▶ [Available data]
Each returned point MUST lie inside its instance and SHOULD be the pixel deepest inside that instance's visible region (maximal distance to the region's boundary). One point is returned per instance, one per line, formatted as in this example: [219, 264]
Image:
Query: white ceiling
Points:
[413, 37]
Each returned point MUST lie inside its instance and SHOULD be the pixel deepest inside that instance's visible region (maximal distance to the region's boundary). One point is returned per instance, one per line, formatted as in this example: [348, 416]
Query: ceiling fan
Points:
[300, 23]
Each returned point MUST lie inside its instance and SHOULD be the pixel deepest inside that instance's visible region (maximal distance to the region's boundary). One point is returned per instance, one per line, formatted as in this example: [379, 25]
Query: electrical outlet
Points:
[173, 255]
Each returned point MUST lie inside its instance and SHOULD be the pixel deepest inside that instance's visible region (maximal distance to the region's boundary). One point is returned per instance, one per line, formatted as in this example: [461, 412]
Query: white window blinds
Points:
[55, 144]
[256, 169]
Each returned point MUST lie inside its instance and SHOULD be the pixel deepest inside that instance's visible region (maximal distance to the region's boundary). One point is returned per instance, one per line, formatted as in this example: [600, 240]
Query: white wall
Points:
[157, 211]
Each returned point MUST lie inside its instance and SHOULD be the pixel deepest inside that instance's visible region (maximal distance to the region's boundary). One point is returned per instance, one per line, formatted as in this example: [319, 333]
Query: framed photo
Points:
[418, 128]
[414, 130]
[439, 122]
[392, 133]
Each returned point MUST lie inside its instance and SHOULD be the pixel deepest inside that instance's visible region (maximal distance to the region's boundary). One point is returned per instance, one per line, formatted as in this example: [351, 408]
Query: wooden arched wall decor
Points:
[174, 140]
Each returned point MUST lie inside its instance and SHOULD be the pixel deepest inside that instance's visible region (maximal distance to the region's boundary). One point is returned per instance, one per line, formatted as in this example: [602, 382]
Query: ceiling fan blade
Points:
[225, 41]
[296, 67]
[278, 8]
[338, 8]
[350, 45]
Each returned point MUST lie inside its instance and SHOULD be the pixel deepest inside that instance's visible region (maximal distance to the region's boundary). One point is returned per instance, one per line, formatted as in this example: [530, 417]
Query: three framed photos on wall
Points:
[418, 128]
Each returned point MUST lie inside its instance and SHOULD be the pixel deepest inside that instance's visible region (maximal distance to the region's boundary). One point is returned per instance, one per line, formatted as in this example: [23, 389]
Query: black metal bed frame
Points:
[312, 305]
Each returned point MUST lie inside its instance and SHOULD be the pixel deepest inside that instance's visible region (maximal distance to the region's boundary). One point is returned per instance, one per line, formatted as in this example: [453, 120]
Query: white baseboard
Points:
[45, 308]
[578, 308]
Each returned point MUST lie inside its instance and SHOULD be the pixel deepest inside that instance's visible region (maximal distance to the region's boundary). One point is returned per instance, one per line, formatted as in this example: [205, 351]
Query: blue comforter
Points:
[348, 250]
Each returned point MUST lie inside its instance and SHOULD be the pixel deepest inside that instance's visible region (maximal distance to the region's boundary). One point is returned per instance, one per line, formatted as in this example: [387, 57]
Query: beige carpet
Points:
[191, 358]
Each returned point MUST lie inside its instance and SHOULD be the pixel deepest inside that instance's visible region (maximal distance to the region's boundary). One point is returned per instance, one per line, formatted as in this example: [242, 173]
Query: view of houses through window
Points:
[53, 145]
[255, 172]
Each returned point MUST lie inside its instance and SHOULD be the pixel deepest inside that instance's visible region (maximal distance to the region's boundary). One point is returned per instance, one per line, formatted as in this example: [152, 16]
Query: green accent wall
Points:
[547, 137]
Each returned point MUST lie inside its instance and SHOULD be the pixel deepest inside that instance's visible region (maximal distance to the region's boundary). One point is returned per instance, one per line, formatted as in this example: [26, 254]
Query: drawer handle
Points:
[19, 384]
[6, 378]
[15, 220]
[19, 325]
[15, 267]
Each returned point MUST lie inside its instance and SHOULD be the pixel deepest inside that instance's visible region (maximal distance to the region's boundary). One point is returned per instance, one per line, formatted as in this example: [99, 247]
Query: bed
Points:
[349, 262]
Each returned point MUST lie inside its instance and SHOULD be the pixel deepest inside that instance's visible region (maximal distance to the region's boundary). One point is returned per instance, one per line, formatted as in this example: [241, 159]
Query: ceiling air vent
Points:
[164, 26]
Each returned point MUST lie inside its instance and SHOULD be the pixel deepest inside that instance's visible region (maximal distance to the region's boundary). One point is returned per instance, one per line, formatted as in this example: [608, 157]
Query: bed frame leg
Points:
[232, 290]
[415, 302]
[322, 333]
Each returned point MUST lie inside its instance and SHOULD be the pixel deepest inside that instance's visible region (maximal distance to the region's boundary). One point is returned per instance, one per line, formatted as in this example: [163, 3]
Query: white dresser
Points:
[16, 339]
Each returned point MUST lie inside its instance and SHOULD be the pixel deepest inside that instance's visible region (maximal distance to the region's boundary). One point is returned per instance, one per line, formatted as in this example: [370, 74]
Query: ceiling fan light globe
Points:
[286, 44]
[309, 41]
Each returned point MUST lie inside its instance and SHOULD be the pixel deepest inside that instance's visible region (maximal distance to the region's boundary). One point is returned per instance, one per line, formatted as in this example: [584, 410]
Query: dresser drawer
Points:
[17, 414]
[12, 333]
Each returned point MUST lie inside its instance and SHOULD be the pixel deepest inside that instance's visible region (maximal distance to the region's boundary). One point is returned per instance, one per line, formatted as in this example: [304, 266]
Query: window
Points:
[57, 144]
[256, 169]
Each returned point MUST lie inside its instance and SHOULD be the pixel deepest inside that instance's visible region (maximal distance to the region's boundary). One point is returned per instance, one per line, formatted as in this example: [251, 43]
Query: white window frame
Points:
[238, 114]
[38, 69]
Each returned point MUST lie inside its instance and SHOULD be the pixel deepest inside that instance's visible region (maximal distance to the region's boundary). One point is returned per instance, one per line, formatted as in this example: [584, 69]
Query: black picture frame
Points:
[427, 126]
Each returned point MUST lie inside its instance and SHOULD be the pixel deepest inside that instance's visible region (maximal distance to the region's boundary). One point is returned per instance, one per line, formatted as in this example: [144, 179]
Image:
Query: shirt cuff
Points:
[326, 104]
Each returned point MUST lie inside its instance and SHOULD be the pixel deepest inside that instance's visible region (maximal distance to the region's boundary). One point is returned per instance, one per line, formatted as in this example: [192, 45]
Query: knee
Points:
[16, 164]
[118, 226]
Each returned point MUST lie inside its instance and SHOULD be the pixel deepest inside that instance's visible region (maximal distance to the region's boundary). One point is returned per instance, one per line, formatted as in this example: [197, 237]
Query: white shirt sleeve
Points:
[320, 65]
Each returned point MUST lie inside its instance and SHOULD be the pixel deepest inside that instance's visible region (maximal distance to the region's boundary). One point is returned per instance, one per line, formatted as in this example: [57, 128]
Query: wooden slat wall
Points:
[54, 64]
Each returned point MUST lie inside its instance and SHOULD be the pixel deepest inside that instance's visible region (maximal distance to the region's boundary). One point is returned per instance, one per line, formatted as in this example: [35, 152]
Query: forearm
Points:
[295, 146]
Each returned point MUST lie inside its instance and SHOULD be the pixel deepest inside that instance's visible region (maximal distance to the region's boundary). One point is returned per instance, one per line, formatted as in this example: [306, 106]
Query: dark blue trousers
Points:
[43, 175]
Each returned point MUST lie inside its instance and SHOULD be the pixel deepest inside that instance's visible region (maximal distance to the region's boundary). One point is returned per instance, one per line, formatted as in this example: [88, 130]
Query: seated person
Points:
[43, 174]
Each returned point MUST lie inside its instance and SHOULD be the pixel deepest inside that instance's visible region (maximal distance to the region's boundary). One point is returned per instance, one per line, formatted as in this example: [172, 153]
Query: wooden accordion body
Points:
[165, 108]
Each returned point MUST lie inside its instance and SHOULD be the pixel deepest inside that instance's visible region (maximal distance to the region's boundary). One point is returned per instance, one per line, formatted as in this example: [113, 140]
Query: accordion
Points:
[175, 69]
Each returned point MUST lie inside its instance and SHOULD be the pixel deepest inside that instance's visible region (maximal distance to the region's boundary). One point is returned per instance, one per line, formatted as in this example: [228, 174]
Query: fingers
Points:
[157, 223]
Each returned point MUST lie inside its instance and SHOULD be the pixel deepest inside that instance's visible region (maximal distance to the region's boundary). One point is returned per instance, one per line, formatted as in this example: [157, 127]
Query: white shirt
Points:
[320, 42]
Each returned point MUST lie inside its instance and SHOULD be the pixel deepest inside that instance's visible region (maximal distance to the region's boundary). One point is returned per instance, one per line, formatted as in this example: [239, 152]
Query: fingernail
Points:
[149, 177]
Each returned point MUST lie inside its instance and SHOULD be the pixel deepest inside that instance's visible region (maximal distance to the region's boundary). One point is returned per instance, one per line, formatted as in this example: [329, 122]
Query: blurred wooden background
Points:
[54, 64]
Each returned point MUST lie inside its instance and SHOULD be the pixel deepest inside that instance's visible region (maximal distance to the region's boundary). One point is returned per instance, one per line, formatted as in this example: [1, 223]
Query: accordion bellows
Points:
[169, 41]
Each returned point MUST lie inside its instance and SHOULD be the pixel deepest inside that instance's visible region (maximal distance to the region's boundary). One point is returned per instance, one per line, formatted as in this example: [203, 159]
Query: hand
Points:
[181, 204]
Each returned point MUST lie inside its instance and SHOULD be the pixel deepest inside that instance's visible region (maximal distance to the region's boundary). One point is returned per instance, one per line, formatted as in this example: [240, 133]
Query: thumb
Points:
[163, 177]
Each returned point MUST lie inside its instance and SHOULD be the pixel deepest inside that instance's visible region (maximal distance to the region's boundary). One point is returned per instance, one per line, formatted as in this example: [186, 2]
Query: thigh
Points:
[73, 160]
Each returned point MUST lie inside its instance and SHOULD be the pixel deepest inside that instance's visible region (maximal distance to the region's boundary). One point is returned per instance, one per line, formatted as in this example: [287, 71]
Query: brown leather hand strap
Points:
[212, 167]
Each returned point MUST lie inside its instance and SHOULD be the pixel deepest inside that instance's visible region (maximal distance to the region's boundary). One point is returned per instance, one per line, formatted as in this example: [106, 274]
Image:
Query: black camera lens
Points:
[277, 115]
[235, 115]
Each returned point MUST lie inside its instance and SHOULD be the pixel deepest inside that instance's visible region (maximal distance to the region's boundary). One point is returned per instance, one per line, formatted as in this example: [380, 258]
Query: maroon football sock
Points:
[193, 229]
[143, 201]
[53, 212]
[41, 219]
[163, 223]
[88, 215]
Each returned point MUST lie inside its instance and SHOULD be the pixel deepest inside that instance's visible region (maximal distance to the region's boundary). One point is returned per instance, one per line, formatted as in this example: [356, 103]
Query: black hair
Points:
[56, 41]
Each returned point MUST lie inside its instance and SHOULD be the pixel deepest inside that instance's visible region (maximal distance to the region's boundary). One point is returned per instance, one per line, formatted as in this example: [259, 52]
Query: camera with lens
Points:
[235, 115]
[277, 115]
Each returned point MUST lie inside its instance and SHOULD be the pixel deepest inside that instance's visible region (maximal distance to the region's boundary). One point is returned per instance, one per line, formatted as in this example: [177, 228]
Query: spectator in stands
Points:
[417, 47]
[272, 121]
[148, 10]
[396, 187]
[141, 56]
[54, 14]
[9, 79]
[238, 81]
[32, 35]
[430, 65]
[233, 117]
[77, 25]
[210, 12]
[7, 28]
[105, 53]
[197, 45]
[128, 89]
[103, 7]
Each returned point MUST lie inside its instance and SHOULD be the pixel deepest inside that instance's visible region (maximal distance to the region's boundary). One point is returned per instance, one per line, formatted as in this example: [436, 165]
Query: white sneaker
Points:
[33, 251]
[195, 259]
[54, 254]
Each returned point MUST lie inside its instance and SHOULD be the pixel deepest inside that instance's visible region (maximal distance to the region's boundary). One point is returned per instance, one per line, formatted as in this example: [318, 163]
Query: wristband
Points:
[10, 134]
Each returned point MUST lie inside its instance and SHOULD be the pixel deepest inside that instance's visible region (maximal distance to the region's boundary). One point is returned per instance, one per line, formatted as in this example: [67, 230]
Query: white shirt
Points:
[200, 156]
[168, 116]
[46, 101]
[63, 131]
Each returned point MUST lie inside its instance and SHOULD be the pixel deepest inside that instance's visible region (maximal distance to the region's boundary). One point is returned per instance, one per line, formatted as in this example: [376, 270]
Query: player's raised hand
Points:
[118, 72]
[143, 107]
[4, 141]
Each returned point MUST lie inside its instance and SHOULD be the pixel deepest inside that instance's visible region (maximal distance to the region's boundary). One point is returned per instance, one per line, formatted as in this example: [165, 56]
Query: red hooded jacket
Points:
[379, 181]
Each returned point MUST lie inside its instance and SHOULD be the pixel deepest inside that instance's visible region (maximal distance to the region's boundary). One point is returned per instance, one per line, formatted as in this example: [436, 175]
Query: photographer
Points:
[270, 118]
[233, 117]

▶ [Task requirements] In the entries above, find each line with the word "drawer" and return it.

▶ [Response]
Query: drawer handle
Query: dresser drawer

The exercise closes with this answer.